+++ TEXTE FOURNI
Le délai d’un mois accordé à l’emprunteur pour s’exécuter court à dater du dépôt à la poste de la lettre recommandée et non à dater de la réception de la lettre. Le prêteur n’est donc pas tenu d’établir la preuve de la réception de la mise en demeure pour mettre en œuvre valablement la clause résolutoire ou de déchéance (CC : Cass., 17 novembre 1995, R.D.C., 1997, p. 175 et note D. BLOMMAERT et F. NICHELS).
En vertu des dispositions relatives aux services de paiement, l’inscription au crédit du bénéficiaire a lieu au plus tard le jour ouvrable bancaire après la réception de l’ordre de paiement (si le transfert est fait à l’intervention de deux organismes différents) ou au plus tard le jour même (s’il n’y qu’un seul intervenant). Le consommateur devra apporter la preuve du débit de son compte deux jours ouvrables au moins avant l’expiration du délai d’un mois.
Information sur les conséquences de la résolution
L’information doit également porter sur les conséquences de la résolution . Une sommation de portée générale à « régulariser immédiatement l’arriéré » ne satisfait pas au prescrit légal. L’information doit donc être claire et complète ce qui signifie notamment que le consommateur doit être informé du montant exact qui est dû au jour de la mise en demeure en application des dispositions du contrat et de ce qui sera réclamé en cas de résolution.
Les effets de la mise en demeure irrégulière.
C’est au prêteur qu’il appartient de démontrer qu’il a satisfait au prescrit légal. A défaut, la mise en demeure doit être tenue pour nulle et la demande de résolution doit être écartée. Le juge ne peut accorder de condamnation que pour le montant des mensualités échues et impayées. Le prêteur peut adresser une nouvelle mise en demeure en cours de procédure pour régulariser un précédent envoi irrégulier.
Les suites de la mise en demeure
Le consommateur doit payer l’intégralité des mensualités arriérées dans le délai d’un mois pour échapper à la sanction de l’exigibilité immédiate. Un paiement partiel est insuffisant pour éviter la sanction.
Lorsque la mise en demeure aboutit effectivement au remboursement du retard par le consommateur, le contrat se poursuit normalement. Une nouvelle mise en demeure sera donc requise si un nouveau retard apparaît et pour autant que le retard soit d'au moins deux mensualités. Si, par contre, une régularisation intervient tardivement, plus d’un mois après l’envoi de la mise en demeure, il n’est plus nécessaire pour le prêteur d’adresser une nouvelle mise en demeure avant d’entamer une action judiciaire.
La déchéance du terme et/ou la dénonciation du crédit intervienne en principe de plein droit si le consommateur reste en défaut de régulariser l’intégralité de l’arriéré dans le mois de la mise en demeure. La date précise de la déchéance du terme est le lendemain de la date d'expiration du mois.
++++++
+++ LISTE DES ENREGISTREMENTS
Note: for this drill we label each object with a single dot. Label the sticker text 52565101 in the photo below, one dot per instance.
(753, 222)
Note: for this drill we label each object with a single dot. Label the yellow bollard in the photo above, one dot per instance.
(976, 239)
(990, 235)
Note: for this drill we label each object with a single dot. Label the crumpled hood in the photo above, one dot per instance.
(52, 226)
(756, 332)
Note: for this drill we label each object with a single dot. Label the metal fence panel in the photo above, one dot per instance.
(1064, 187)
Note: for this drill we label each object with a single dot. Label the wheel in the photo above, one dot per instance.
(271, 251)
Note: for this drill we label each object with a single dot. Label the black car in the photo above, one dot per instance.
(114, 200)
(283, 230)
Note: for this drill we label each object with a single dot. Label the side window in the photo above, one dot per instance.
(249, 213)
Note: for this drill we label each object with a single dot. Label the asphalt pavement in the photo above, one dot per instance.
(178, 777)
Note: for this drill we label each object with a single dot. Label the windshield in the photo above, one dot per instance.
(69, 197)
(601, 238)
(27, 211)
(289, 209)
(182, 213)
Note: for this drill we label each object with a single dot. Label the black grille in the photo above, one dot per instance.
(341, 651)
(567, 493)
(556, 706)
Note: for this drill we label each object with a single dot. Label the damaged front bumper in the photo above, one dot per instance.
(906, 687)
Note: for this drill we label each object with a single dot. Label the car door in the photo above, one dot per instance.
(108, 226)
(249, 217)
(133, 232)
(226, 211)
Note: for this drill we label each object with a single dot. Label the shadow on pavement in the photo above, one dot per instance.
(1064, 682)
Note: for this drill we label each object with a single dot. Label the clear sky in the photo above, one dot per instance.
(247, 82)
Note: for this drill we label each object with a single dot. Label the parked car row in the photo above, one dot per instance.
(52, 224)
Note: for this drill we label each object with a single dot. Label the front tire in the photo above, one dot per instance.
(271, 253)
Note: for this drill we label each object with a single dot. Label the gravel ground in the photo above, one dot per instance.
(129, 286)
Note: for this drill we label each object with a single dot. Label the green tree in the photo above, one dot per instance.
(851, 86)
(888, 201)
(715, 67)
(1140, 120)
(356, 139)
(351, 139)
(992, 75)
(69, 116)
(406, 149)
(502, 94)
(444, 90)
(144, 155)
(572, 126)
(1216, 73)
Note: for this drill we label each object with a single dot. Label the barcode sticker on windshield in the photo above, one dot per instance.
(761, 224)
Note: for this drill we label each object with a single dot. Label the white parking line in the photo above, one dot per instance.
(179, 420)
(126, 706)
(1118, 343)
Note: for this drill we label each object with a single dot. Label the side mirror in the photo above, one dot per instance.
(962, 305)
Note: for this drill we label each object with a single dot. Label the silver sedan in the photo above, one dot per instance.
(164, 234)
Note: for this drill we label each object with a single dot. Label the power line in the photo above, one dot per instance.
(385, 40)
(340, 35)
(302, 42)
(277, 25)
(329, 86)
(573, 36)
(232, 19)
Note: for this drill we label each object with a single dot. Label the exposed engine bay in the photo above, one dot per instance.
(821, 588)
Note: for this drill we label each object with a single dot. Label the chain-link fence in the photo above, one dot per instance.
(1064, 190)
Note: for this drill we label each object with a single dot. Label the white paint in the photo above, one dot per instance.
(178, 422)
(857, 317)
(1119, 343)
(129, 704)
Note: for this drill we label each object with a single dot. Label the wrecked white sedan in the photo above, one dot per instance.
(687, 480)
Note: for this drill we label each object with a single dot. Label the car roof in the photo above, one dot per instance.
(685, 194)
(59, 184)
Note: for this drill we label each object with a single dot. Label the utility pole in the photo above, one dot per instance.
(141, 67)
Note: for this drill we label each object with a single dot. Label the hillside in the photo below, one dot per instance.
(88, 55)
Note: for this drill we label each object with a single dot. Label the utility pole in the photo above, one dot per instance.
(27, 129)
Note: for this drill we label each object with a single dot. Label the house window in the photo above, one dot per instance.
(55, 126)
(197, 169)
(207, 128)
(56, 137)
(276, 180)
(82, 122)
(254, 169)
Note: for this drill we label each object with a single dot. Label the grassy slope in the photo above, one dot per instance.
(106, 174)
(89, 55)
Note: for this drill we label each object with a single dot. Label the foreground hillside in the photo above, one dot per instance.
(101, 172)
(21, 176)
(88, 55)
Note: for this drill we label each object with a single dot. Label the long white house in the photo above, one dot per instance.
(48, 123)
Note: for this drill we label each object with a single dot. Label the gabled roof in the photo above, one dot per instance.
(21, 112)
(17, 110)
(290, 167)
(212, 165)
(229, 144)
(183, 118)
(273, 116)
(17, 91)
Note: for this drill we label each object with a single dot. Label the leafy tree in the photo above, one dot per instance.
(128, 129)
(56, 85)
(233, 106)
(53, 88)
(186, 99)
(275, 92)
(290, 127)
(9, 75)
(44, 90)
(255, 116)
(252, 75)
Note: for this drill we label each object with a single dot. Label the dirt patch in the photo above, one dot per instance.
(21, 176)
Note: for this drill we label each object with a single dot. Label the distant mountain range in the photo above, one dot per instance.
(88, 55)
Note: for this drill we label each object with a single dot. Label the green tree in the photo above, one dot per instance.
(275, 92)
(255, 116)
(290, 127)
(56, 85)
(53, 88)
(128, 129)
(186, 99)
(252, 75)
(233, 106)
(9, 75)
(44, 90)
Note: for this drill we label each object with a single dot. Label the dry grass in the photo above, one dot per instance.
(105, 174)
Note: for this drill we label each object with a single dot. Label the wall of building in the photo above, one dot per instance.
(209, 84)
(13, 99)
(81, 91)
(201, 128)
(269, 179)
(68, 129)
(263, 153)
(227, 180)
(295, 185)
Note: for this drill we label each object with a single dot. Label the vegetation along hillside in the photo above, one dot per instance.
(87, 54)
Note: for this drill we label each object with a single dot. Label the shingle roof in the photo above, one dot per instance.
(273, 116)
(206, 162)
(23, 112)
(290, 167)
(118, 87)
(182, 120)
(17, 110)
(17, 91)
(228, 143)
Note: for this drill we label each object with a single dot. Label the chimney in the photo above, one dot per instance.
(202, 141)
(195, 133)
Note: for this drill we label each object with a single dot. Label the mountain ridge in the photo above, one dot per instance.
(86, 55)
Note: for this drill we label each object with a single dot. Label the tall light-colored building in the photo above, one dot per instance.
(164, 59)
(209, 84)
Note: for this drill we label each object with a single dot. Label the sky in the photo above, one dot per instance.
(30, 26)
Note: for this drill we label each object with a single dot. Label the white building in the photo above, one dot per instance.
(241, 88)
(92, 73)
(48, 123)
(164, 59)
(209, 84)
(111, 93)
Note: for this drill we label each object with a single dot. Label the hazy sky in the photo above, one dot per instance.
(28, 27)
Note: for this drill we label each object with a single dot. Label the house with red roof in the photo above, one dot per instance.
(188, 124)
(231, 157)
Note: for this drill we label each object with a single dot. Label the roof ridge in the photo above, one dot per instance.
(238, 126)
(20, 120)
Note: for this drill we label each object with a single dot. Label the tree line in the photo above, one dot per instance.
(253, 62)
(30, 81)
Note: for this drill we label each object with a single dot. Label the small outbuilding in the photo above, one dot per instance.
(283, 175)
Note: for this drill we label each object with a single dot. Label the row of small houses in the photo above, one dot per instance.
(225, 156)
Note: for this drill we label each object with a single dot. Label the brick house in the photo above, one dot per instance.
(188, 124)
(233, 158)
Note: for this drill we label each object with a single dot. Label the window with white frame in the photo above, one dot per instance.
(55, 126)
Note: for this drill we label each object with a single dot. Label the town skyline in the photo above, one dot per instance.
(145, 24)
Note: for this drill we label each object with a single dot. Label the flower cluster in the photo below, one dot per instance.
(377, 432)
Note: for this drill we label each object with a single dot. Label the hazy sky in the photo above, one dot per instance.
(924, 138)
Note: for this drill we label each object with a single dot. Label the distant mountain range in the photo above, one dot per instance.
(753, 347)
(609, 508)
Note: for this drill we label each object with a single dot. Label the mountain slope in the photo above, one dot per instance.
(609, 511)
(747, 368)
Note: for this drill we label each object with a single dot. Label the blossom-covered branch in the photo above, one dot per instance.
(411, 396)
++++++
:: À FAIRE ::
Reprenez le passage du texte sur la mise en demeure qui va de « Lorsque la mise » jusqu'à « d'expiration du mois. », en renommant « consommateur » en « emprunteur ».

:: CORRIGÉ ::
Lorsque la mise en demeure aboutit effectivement au remboursement du retard par le emprunteur, le contrat se poursuit normalement. Une nouvelle mise en demeure sera donc requise si un nouveau retard apparaît et pour autant que le retard soit d'au moins deux mensualités. Si, par contre, une régularisation intervient tardivement, plus d’un mois après l’envoi de la mise en demeure, il n’est plus nécessaire pour le prêteur d’adresser une nouvelle mise en demeure avant d’entamer une action judiciaire.
La déchéance du terme et/ou la dénonciation du crédit intervienne en principe de plein droit si le emprunteur reste en défaut de régulariser l’intégralité de l’arriéré dans le mois de la mise en demeure. La date précise de la déchéance du terme est le lendemain de la date d'expiration du mois.